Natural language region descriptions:
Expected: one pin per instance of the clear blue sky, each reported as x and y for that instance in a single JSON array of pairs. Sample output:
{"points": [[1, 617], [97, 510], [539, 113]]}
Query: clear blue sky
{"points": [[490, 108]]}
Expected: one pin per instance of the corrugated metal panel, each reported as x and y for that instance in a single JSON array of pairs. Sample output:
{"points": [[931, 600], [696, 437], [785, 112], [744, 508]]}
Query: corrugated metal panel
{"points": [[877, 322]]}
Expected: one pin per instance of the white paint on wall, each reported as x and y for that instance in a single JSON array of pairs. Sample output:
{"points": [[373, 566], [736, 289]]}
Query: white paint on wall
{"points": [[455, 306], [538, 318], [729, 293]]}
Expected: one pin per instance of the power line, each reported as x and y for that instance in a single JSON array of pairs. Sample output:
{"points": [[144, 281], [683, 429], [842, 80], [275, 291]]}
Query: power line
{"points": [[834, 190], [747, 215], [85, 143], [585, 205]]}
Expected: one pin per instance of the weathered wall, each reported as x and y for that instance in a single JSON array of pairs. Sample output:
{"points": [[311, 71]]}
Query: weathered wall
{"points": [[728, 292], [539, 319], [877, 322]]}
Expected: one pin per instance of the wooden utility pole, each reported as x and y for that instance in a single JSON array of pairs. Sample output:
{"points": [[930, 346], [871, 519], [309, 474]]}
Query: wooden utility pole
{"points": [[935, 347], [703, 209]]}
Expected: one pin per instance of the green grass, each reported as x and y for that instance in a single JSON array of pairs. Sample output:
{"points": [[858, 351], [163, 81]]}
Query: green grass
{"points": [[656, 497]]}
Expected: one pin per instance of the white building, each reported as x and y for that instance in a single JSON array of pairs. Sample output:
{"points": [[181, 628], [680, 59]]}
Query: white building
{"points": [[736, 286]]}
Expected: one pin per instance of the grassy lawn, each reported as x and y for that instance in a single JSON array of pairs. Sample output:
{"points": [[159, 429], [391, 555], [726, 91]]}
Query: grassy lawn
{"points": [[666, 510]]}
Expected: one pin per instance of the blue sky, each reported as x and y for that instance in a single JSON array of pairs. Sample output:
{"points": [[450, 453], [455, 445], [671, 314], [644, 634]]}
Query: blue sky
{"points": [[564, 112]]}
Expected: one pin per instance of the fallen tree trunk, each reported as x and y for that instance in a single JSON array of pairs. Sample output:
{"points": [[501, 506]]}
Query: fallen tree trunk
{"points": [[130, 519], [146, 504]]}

**PROBLEM DESCRIPTION**
In full and without alteration, copy the entries.

**ANSWER AREA**
Expected: one pin per instance of the clear blue sky, each reported as x and y for that instance in a single JSON array of pairs. Sample output:
{"points": [[1, 617], [97, 510], [539, 113]]}
Query: clear blue sky
{"points": [[490, 108]]}
Expected: one pin per instance of the corrugated metal panel, each reported as x and y for that instance in a single JSON array of pairs. Sample output:
{"points": [[931, 600], [696, 437], [785, 112], [744, 508]]}
Query: corrugated metal panel
{"points": [[877, 322]]}
Expected: one pin per instance of the white paint on wall, each reported as x and y for that instance in a single JSON array of pairs. Sample output:
{"points": [[373, 566], [736, 289]]}
Query: white paint on wall
{"points": [[455, 306], [538, 318], [729, 293]]}
Expected: one pin per instance of the power line, each reported as x and y for that instance in a single JSON array of pairs. Sample output:
{"points": [[144, 281], [683, 429], [842, 80], [275, 291]]}
Query: power line
{"points": [[834, 190], [747, 215], [85, 143], [585, 205]]}
Expected: one pin per instance of the weathered wall, each reported as x and y for that instance in a single JSON array of pairs. Sample output:
{"points": [[311, 71]]}
Query: weathered wall
{"points": [[728, 292], [539, 319], [877, 322]]}
Expected: one pin per instance of the wooden utility pole, each reported as x and y for that instance in a single JSON array of pairs. Sample output:
{"points": [[930, 346], [871, 519], [309, 474]]}
Query: wooden utility pole
{"points": [[935, 347], [703, 209]]}
Expected: one pin per instance of the green grass, each reported as x and y for that instance in a single JSON array of pairs. Sample output:
{"points": [[858, 351], [163, 81]]}
Query: green grass
{"points": [[656, 497]]}
Expected: one pin per instance of the white building, each reported as x and y for that instance in a single JSON array of pairs. Sample output:
{"points": [[181, 628], [680, 59]]}
Query: white building
{"points": [[736, 286]]}
Expected: one pin per instance of the grassy lawn, each reported as x and y for that instance in a single JSON array of pairs. Sample output:
{"points": [[159, 429], [391, 555], [726, 91]]}
Query: grassy lawn
{"points": [[666, 510]]}
Expected: one pin per instance of the blue sky, each reported as x and y for that instance in a single JSON array of pairs. Sample output:
{"points": [[450, 453], [455, 445], [671, 314], [644, 634]]}
Query: blue sky
{"points": [[564, 112]]}
Expected: one pin per instance of the fallen tree trunk, each reported as x and y for that instance in a single JSON array of pairs. Sample output:
{"points": [[501, 506]]}
Query: fallen tree trunk
{"points": [[130, 519], [146, 504]]}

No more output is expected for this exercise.